§ Given problem
Can you write out all of the lines below, character for character?

(Some records)
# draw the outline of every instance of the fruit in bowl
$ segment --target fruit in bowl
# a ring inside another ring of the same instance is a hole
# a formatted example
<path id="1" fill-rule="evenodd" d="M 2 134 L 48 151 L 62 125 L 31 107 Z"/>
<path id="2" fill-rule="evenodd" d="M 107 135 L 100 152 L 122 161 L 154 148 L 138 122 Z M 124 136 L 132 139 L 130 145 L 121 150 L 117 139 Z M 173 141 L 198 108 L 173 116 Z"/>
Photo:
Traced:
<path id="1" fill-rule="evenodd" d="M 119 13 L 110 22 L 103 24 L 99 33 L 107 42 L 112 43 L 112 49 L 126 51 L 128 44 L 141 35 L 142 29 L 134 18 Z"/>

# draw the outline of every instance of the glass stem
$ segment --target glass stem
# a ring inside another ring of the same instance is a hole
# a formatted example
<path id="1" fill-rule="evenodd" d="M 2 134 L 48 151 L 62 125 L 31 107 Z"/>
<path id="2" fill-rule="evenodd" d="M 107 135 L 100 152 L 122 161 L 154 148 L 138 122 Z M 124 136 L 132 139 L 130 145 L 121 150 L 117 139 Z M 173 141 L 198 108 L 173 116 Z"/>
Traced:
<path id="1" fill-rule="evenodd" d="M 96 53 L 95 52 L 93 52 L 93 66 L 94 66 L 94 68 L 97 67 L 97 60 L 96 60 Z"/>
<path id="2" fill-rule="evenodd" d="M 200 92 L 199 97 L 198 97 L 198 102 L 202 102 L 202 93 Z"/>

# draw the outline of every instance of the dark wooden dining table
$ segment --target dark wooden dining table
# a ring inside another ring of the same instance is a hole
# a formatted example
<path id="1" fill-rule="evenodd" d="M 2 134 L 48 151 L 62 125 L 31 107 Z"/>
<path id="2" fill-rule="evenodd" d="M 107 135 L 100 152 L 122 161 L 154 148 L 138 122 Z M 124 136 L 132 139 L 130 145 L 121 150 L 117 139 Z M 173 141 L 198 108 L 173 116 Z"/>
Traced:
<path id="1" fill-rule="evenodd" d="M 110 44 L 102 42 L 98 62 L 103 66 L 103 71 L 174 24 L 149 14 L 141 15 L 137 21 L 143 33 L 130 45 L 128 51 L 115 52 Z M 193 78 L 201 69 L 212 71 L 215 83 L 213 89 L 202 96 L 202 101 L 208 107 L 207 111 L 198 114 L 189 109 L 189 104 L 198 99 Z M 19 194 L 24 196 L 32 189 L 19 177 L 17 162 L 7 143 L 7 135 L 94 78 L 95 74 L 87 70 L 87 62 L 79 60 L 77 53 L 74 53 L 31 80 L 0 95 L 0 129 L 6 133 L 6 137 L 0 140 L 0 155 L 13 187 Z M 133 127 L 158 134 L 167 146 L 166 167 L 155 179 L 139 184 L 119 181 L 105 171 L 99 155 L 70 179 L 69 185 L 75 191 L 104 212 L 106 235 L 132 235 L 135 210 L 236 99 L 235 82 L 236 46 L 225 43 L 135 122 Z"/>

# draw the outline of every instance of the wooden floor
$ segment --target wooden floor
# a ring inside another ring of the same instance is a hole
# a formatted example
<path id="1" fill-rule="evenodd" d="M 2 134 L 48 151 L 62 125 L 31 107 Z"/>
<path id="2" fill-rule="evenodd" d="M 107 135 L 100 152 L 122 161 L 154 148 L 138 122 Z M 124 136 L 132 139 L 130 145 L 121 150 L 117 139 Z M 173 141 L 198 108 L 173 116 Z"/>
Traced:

§ Reply to the task
# draw the outline of every instance of the fruit in bowl
$ segment --target fruit in bowl
# a ring inside another ring of the same instance is a hole
# a formatted example
<path id="1" fill-rule="evenodd" d="M 2 134 L 48 151 L 62 125 L 31 107 Z"/>
<path id="2" fill-rule="evenodd" d="M 107 135 L 100 152 L 122 161 L 154 148 L 138 122 Z M 124 136 L 132 139 L 130 145 L 121 150 L 117 139 Z M 173 141 L 198 108 L 173 116 Z"/>
Photo:
Traced:
<path id="1" fill-rule="evenodd" d="M 119 13 L 110 22 L 103 24 L 99 33 L 107 42 L 112 43 L 112 49 L 126 51 L 128 44 L 141 35 L 142 29 L 134 18 Z"/>

# draw the outline of every instance of the glass stem
$ segment --target glass stem
# a ring inside another ring of the same instance is a hole
# a formatted example
<path id="1" fill-rule="evenodd" d="M 2 134 L 48 151 L 62 125 L 31 107 Z"/>
<path id="2" fill-rule="evenodd" d="M 107 135 L 100 152 L 122 161 L 154 148 L 138 122 Z M 124 136 L 132 139 L 130 145 L 121 150 L 117 139 Z M 173 141 L 198 108 L 173 116 Z"/>
Traced:
<path id="1" fill-rule="evenodd" d="M 96 53 L 95 52 L 93 52 L 93 66 L 94 66 L 94 68 L 97 67 L 97 60 L 96 60 Z"/>
<path id="2" fill-rule="evenodd" d="M 200 92 L 199 97 L 198 97 L 198 102 L 202 102 L 202 93 Z"/>

# draw the outline of every instance of the dark wooden dining table
$ segment --target dark wooden dining table
# a ring inside another ring of the same instance is a hole
# a formatted example
<path id="1" fill-rule="evenodd" d="M 2 134 L 48 151 L 62 125 L 31 107 Z"/>
<path id="2" fill-rule="evenodd" d="M 107 135 L 100 152 L 122 161 L 154 148 L 138 122 Z M 124 136 L 132 139 L 130 145 L 121 150 L 117 139 Z M 173 141 L 198 108 L 173 116 Z"/>
Traced:
<path id="1" fill-rule="evenodd" d="M 110 44 L 102 42 L 98 62 L 103 66 L 103 71 L 174 24 L 149 14 L 141 15 L 137 21 L 143 33 L 130 45 L 128 51 L 115 52 Z M 193 78 L 201 69 L 212 71 L 215 83 L 213 89 L 202 96 L 202 101 L 208 107 L 207 111 L 198 114 L 189 109 L 189 104 L 198 99 Z M 19 194 L 24 196 L 32 189 L 19 177 L 17 162 L 7 143 L 7 135 L 94 78 L 95 74 L 87 70 L 87 62 L 79 60 L 77 53 L 74 53 L 31 80 L 0 95 L 0 129 L 6 133 L 6 137 L 0 140 L 0 155 L 13 187 Z M 133 127 L 158 134 L 167 146 L 166 167 L 155 179 L 139 184 L 119 181 L 105 171 L 99 155 L 70 179 L 69 185 L 75 191 L 104 212 L 106 235 L 132 235 L 135 210 L 236 99 L 235 82 L 236 46 L 225 43 L 135 122 Z"/>

# draw the outline of every instance of the wooden floor
$ segment --target wooden floor
# a ring inside another ring of the same instance is a hole
# a formatted example
<path id="1" fill-rule="evenodd" d="M 2 134 L 48 151 L 62 125 L 31 107 Z"/>
<path id="2" fill-rule="evenodd" d="M 107 135 L 100 152 L 122 161 L 154 148 L 138 122 Z M 124 136 L 132 139 L 130 145 L 121 150 L 117 139 Z M 173 141 L 198 108 L 173 116 Z"/>
Traced:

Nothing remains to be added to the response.